> _Фрагмент текста_:
────

Тем не менее за пределами и ‘кугелевского’ издания осталось множество театральных очерков, фельетонов, рецензий, пародий Дорошевича, вполне заслуживающих внимания современного читателя.
В настоящее издание, наиболее полно представляющее театральную часть литературного наследия Дорошевича, помимо очерков, составивших сборник ‘Старая театральная Москва’, целиком включен восьмой том собрания сочинений ‘Сцена’. Несколько вещей взято из четвертого и пятого томов собрания сочинений. Остальные произведения, составляющие большую часть настоящего однотомника, впервые перешли в книжное издание со страниц периодики — ‘Одесского листка’, ‘Петербургской газеты’, ‘России’, ‘Русского слова’.
Примечания А.Р. Кугеля, которыми он снабдил отдельные очерки, даны в тексте комментариев.
Тексты сверены с газетными публикациями. Следует отметить, что в последних нередко встречаются явные ошибки набора, которые, разумеется, учтены. Вместе с тем сохранены особенности оригинального, ‘неправильного’ синтаксиса Дорошевича, его знаменитой ‘короткой строки’, разбивающей фразу на ударные смысловые и эмоциональные части. Иностранные имена собственные в тексте вступительной статьи и комментариев даются в современном написании.

СПИСОК УСЛОВНЫХ СОКРАЩЕНИЙ

Старая театральная Москва. — В.М. Дорошевич. Старая театральная Москва. С предисловием А.Р. Кугеля. Пг.—М., ‘Петроград’, 1923.
Литераторы и общественные деятели. — В.М. Дорошевич. Собрание сочинений в девяти томах, т. IV. Литераторы и общественные деятели. М., издание Т-ва И.Д. Сытина, 1905.
Сцена. — В.М. Дорошевич. Собрание сочинений в девяти томах, т. VIII. Сцена. М., издание Т-ва И.Д. Сытина, 1907.
ГА РФ — Государственный архив Российской Федерации (Москва).

────

> _Предоставленный материал_:

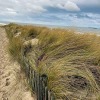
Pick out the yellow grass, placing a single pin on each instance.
(60, 54)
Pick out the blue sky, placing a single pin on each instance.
(84, 13)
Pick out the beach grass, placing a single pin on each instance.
(71, 61)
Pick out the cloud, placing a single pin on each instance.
(69, 6)
(63, 12)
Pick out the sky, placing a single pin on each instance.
(81, 13)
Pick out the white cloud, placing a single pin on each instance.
(70, 6)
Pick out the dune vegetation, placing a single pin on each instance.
(71, 61)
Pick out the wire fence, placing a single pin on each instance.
(37, 82)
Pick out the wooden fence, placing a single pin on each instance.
(37, 82)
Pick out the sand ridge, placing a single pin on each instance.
(12, 79)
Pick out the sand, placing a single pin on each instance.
(13, 85)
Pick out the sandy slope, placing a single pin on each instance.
(12, 80)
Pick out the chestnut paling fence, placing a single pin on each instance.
(37, 82)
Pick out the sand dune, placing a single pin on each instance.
(12, 81)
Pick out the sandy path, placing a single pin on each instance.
(12, 80)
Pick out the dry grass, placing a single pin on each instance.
(65, 57)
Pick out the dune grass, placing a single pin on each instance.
(64, 56)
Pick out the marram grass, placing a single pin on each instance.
(64, 56)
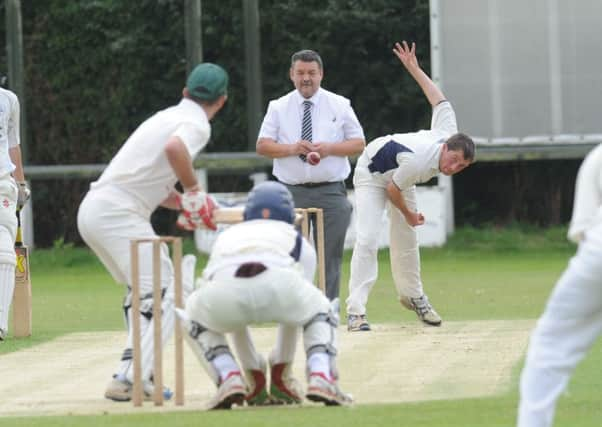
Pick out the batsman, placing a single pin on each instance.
(141, 177)
(14, 193)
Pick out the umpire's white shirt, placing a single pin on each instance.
(140, 170)
(333, 120)
(587, 207)
(407, 158)
(9, 129)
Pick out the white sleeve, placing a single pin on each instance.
(270, 125)
(444, 118)
(406, 174)
(193, 136)
(13, 121)
(351, 125)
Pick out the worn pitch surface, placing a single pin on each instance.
(393, 363)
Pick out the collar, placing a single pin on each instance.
(189, 104)
(314, 99)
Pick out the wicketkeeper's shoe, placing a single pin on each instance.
(423, 309)
(121, 390)
(284, 389)
(231, 391)
(256, 380)
(357, 322)
(321, 389)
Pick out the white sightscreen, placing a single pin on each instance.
(516, 68)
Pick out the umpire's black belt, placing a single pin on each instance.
(315, 184)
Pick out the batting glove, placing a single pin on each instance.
(24, 194)
(196, 211)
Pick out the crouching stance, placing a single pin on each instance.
(258, 272)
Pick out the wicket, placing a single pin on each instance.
(306, 214)
(176, 245)
(230, 217)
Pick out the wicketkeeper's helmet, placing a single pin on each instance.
(270, 200)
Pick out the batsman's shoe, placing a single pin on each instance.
(321, 389)
(423, 309)
(121, 390)
(231, 391)
(357, 322)
(284, 389)
(257, 382)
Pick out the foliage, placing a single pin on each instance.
(96, 68)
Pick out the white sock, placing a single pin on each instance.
(224, 364)
(319, 362)
(7, 287)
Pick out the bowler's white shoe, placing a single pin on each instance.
(121, 390)
(423, 309)
(321, 389)
(284, 388)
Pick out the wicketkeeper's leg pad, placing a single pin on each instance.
(207, 345)
(8, 260)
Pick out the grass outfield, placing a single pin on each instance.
(479, 275)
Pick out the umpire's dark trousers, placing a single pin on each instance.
(332, 198)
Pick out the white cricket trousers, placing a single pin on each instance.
(229, 304)
(108, 220)
(8, 259)
(370, 202)
(569, 326)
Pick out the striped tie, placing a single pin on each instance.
(306, 132)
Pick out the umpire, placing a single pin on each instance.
(312, 119)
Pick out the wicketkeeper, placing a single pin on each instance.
(258, 272)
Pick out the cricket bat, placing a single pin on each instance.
(22, 293)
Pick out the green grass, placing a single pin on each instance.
(479, 274)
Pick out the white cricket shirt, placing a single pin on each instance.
(333, 120)
(140, 169)
(9, 129)
(410, 158)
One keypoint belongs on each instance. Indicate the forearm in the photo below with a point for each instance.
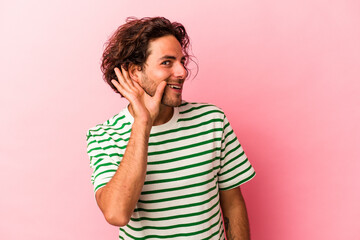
(118, 198)
(235, 215)
(237, 224)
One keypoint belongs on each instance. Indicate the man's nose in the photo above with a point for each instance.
(180, 71)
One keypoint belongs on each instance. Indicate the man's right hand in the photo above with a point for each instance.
(145, 107)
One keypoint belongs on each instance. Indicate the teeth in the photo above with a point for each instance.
(175, 86)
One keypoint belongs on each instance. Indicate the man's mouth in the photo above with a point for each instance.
(178, 87)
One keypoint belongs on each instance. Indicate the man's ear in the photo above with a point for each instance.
(134, 72)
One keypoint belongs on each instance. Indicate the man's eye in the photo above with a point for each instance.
(165, 63)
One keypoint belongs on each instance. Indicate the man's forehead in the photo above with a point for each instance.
(165, 47)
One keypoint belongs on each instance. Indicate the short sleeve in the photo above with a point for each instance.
(104, 166)
(235, 166)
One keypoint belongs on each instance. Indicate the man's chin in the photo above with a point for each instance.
(171, 103)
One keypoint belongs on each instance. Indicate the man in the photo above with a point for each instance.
(163, 167)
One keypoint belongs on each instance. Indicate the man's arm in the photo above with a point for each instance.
(235, 216)
(118, 198)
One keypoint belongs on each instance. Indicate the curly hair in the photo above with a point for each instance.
(129, 44)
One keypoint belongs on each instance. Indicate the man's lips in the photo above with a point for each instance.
(175, 86)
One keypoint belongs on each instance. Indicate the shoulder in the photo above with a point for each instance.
(117, 122)
(195, 108)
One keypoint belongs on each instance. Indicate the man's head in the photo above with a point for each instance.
(135, 46)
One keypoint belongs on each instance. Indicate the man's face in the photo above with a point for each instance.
(165, 63)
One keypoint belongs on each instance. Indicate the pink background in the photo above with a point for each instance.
(285, 72)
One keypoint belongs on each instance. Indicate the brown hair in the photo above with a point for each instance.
(129, 44)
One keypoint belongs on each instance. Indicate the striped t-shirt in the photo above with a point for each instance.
(190, 158)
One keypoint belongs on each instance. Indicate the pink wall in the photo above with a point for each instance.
(285, 72)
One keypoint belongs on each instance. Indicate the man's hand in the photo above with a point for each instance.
(146, 108)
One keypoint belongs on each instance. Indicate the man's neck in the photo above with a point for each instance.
(165, 114)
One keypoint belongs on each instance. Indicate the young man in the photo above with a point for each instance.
(163, 167)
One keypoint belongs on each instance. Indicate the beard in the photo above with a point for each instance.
(169, 98)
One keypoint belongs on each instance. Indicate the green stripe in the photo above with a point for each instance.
(107, 171)
(184, 147)
(105, 129)
(178, 197)
(233, 168)
(172, 236)
(198, 116)
(233, 159)
(184, 157)
(104, 164)
(175, 226)
(99, 186)
(186, 137)
(239, 183)
(176, 207)
(228, 143)
(175, 216)
(181, 178)
(236, 175)
(187, 127)
(232, 150)
(195, 108)
(182, 168)
(178, 188)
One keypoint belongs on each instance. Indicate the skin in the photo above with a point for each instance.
(235, 215)
(152, 100)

────

> _Задание_: Продолжите текст об издании театрального наследия Дорошевича, начиная сразу после его последней строки.

> _Результат_:
ГЦТМ — Государственный Центральный Театральный музей имени A.A. Бахрушина (Москва).
РГАЛИ — Российский государственный архив литературы и искусства (Москва).
ОРГБРФ — Отдел рукописей Государственной Библиотеки Российской Федерации (Москва).
ЦГИА РФ — Центральный Государственный Исторический архив Российской Федерации (Петербург).

ЖИЗНЬ или СМЕРТЬ!

Трагедия в 2-х действиях, с прологом и эпилогом

Соч. Н.И. Тимковского и В.М. Дорошевича

Впервые — ‘Русское слово’, 1903, 15 октября, No 282.
…служит продолжением пьесы ‘Дело жизни’. — Пародия опубликована через день после премьеры пьесы Н.И. Тимковского в Малом театре, состоявшейся 13 октября 1903 г.
Сейте разумное, доброе, вечное! — Цитата из стихотворения Н.A. Некрасова ‘Сеятелям’ (1877).
‘Гражданин’ — политический и литературный журнал консервативного направления, издавался в Петербурге в 1872—1914 гг. Основателем и издателем был князь В.П. Мещерский
Люблю отчизну я, но странною любовью — цитата из стихотворения М.Ю. Лермонтова ‘Родина’ (1841).
Нероница! — Здесь: последовательница римского императора Нерона, устроившего грандиозный пожар Рима.